- _Stored data_:
* begin *

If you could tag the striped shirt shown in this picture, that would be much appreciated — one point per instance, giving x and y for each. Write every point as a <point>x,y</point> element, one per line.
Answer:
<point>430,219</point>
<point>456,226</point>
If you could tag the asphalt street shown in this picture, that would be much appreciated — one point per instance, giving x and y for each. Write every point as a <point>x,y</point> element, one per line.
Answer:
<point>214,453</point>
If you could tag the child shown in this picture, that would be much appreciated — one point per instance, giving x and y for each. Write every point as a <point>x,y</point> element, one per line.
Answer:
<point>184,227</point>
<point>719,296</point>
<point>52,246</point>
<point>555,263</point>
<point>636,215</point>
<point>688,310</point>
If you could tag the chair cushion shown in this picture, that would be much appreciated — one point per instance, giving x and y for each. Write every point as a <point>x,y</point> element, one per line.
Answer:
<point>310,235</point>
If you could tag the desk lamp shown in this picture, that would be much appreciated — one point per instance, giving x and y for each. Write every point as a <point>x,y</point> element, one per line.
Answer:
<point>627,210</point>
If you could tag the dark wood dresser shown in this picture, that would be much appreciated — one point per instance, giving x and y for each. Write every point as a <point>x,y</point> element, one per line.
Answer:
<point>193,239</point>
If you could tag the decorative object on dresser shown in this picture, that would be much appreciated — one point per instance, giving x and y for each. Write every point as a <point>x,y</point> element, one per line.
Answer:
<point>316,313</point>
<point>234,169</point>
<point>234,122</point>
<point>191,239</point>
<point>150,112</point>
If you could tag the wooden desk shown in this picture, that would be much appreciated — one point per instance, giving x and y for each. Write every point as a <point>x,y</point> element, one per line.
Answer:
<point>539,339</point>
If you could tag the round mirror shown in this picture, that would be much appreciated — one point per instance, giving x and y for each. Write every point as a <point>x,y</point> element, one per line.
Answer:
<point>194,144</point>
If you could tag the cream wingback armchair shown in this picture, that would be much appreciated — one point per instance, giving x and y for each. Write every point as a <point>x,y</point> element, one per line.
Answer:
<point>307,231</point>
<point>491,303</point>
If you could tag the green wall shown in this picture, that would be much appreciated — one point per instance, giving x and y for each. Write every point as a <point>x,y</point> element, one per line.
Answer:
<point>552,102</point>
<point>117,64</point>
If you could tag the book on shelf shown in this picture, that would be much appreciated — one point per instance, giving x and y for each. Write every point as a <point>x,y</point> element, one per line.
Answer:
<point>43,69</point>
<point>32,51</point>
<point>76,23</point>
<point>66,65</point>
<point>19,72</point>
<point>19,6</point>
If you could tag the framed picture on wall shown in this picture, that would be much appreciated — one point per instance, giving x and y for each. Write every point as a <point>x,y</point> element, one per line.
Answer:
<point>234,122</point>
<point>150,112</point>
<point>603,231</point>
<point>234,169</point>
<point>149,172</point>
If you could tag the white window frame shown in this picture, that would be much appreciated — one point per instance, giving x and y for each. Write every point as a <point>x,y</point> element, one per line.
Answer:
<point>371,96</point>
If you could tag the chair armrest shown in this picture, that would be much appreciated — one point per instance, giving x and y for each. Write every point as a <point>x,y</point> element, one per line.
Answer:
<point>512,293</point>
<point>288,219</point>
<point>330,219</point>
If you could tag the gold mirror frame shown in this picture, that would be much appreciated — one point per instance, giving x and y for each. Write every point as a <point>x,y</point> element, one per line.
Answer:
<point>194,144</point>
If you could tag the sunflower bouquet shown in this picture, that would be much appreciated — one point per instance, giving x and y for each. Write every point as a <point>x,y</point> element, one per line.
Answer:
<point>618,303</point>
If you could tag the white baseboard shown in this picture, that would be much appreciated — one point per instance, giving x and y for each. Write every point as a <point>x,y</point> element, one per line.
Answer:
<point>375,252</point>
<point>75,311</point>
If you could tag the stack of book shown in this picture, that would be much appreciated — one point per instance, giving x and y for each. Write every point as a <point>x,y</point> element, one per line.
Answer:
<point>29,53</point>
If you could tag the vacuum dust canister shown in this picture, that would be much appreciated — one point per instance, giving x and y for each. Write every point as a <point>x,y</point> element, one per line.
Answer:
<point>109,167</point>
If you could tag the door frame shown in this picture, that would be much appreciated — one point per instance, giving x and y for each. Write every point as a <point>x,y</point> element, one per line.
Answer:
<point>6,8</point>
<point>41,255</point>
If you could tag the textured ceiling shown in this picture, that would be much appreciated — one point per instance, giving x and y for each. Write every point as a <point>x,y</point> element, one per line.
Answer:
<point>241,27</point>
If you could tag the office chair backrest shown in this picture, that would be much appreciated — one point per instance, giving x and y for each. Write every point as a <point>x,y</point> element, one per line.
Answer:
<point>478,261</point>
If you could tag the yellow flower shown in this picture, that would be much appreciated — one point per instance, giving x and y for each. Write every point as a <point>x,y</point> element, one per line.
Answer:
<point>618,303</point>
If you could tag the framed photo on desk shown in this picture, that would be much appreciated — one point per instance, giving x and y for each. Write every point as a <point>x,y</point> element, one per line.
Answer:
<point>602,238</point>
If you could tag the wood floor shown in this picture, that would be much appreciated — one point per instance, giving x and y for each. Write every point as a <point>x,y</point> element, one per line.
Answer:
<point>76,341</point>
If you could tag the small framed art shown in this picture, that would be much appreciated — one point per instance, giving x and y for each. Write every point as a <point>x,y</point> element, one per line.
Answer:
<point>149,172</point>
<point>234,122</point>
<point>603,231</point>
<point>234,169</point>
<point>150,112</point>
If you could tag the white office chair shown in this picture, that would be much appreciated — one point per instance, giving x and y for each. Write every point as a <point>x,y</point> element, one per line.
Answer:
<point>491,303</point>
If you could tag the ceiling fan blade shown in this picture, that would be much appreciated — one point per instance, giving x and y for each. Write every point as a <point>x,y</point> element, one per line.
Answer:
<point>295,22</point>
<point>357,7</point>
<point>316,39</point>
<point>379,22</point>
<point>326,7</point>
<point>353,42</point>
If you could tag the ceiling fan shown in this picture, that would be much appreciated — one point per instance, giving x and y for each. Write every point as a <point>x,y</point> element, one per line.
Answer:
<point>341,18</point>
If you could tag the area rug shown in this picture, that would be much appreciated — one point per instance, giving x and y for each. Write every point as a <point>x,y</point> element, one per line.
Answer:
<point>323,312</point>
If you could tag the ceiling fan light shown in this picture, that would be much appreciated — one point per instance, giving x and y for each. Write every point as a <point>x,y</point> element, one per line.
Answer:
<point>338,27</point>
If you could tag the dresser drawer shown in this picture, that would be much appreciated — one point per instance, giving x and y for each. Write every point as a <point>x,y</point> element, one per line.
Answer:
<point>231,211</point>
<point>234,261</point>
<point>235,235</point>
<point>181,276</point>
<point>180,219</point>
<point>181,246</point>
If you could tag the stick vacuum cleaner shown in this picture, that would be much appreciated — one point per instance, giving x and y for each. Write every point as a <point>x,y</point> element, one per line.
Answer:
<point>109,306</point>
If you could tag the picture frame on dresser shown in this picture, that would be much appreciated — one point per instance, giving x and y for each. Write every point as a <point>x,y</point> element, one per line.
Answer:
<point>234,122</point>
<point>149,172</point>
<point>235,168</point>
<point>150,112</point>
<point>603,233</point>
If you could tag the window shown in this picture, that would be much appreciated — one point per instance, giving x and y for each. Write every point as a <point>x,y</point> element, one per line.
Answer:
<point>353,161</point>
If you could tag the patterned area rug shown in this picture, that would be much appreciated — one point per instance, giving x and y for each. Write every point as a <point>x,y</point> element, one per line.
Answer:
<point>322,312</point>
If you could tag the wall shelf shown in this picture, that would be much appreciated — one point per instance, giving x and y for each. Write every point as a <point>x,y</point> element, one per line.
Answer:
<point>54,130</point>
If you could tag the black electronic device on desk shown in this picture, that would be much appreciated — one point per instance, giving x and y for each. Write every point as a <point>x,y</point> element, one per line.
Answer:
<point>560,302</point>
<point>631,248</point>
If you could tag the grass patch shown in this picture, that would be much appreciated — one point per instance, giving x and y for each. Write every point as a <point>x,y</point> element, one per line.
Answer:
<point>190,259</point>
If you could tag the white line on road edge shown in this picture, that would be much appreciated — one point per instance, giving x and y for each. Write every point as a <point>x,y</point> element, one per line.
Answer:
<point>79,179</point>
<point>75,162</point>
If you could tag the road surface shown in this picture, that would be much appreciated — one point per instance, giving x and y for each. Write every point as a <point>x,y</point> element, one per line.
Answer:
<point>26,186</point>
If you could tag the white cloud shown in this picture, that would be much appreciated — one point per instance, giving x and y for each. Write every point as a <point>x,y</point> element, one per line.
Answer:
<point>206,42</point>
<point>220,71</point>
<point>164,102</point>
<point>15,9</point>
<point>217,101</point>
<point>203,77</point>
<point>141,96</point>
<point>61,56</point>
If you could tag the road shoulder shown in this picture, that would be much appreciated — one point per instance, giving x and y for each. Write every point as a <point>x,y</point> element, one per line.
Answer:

* end *

Begin with the line containing "If you could tag the window" and repeat each line exactly until the records above end.

If you could tag the window shown in this picture, that would be much appreciated — one point per instance, giving x and y for each. Write every point as a <point>x,y</point> element, one per line.
Answer:
<point>353,161</point>
If you could tag the patterned area rug shown in this picture, that would be much appreciated — one point per instance, giving x and y for each. Write every point as a <point>x,y</point> element, one per line.
Answer:
<point>322,312</point>
If you could tag the wall shelf shown in this picture, that would be much appreciated — one point per instance, giving x and y for each. Write every point as a <point>x,y</point> element, one per line.
Answer:
<point>54,130</point>
If you could tag the black electronic device on desk shown in this picture, that would be much appreciated — one point per instance, giving x and y for each. Write every point as a <point>x,y</point> element, one per line.
Answer:
<point>560,302</point>
<point>631,248</point>
If you could tag the grass patch shown in this picture, that would be much appreciated — one point per instance, giving x and y for each. Write every point as a <point>x,y</point> element, one per line.
Answer:
<point>190,259</point>
If you could tag the white line on road edge shown in this picture, that would be much appreciated — one point per instance, giving x and y for each. Write every point as a <point>x,y</point> element, one per line.
Answer:
<point>79,179</point>
<point>75,162</point>
If you could tag the road surface shown in this picture, that would be much appreciated — one point per instance, giving x and y for each. Write every point as a <point>x,y</point> element, one per line.
Answer:
<point>26,186</point>
If you could tag the white cloud shown in this picture, that would be much appreciated — one point per instance, giving x and y for each. Write every point as a <point>x,y</point> element, one per line.
Answer:
<point>206,42</point>
<point>220,71</point>
<point>164,102</point>
<point>15,9</point>
<point>217,101</point>
<point>203,77</point>
<point>141,96</point>
<point>61,56</point>
If you could tag the road shoulder shown in this picture, that would be much appreciated — one point per instance, giving x and y for each. Write every point as a <point>x,y</point> element, one per line.
Answer:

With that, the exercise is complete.